The input ▸
= = = = =

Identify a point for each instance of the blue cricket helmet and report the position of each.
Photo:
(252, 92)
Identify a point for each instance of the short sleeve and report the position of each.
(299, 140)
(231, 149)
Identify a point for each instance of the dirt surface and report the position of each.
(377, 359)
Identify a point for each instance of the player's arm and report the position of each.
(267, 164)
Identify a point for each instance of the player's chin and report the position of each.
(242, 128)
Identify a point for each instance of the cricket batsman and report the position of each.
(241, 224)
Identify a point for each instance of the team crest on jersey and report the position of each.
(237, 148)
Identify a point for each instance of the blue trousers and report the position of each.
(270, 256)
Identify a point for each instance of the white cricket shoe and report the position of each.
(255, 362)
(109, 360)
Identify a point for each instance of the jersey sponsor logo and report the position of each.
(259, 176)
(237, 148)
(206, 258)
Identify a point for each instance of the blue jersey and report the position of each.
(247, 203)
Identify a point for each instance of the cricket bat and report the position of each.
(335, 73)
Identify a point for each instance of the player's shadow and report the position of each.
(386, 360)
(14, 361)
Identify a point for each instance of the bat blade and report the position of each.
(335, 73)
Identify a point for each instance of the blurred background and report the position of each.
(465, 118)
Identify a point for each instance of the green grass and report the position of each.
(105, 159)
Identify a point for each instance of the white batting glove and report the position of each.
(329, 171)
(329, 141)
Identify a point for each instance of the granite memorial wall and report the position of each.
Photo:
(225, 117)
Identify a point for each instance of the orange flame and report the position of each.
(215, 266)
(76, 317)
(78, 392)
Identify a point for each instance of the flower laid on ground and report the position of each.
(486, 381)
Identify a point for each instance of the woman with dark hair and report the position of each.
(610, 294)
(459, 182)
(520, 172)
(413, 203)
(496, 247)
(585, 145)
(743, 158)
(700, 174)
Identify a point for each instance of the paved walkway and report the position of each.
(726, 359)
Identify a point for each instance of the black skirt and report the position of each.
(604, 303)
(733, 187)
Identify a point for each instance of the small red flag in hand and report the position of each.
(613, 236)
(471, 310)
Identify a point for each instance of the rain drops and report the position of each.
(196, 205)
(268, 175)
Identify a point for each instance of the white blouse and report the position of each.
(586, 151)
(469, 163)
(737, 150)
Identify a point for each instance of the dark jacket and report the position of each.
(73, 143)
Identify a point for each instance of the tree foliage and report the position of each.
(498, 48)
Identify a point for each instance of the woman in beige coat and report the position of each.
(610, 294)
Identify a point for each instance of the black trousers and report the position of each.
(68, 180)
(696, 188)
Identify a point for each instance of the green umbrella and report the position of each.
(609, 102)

= = = = =

Problem details ▸ Could you reproduce all of the data above line for line, without changing a single word or number?

Output for this task ▸
Identify a point for each instance of the blue cricket helmet and report the position of each.
Photo:
(252, 92)
Identify a point for each instance of the short sleeve and report the position of each.
(299, 140)
(231, 149)
Identify a point for each instance of the dirt surface and report the position of each.
(377, 359)
Identify a point for each instance of the player's arm and report the position of each.
(267, 164)
Identify a point for each instance of the player's chin and report the position of each.
(242, 128)
Identify a point for each instance of the cricket batsman and report the position of each.
(241, 224)
Identify a point for each instance of the team crest on jersey and report the position of each.
(237, 148)
Identify a point for each instance of the blue trousers and report the position of each.
(270, 256)
Identify a point for each instance of the white cricket shoe and report the position of each.
(255, 362)
(109, 360)
Identify a point for each instance of the jersey sponsor logo and report the position of each.
(259, 176)
(237, 148)
(206, 258)
Identify a point for each instance of the blue jersey and report the position of each.
(247, 203)
Identify a point for each instance of the cricket bat and report the position of each.
(335, 73)
Identify a point for each instance of the player's shadow and report the position of each.
(386, 360)
(14, 361)
Identify a point for each instance of the bat blade and report the position of each.
(335, 73)
Identify a point for each instance of the blurred background and report the position of each.
(465, 118)
Identify a point for each instance of the green grass and report the position of each.
(105, 159)
Identify a point for each instance of the white batting glove and report the position of each.
(329, 171)
(329, 141)
Identify a point for each instance of the granite memorial wall and report the position of each.
Photo:
(225, 117)
Identify a point for each instance of the orange flame and report the position of each.
(215, 266)
(76, 317)
(78, 392)
Identify a point for each instance of the flower laid on ground and report the position of each.
(486, 381)
Identify a point for each instance of the woman with dark hair and report the position of each.
(610, 294)
(459, 182)
(520, 172)
(413, 203)
(496, 247)
(585, 145)
(743, 158)
(700, 174)
Identify a point for each instance of the paved walkway and report the position of each.
(726, 359)
Identify a point for each instance of the black skirt and report the position of each.
(604, 303)
(733, 187)
Identify a point for each instance of the small red flag in hand and report the position of each.
(613, 236)
(471, 310)
Identify a point for each instance of the rain drops and report the position of each.
(196, 205)
(268, 175)
Identify a point for each instance of the white blouse and report the position of each.
(586, 151)
(469, 163)
(737, 150)
Identify a point for each instance of the dark jacket and report the position of each.
(73, 143)
Identify a point for each instance of the tree foliage and report the position of each.
(498, 48)
Identify a point for each instance of the woman in beige coat and report the position of each.
(610, 294)
Identify a point for each instance of the black trousers and report the position of each.
(68, 180)
(696, 188)
Identify a point for each instance of the green umbrella and report the position of each.
(609, 102)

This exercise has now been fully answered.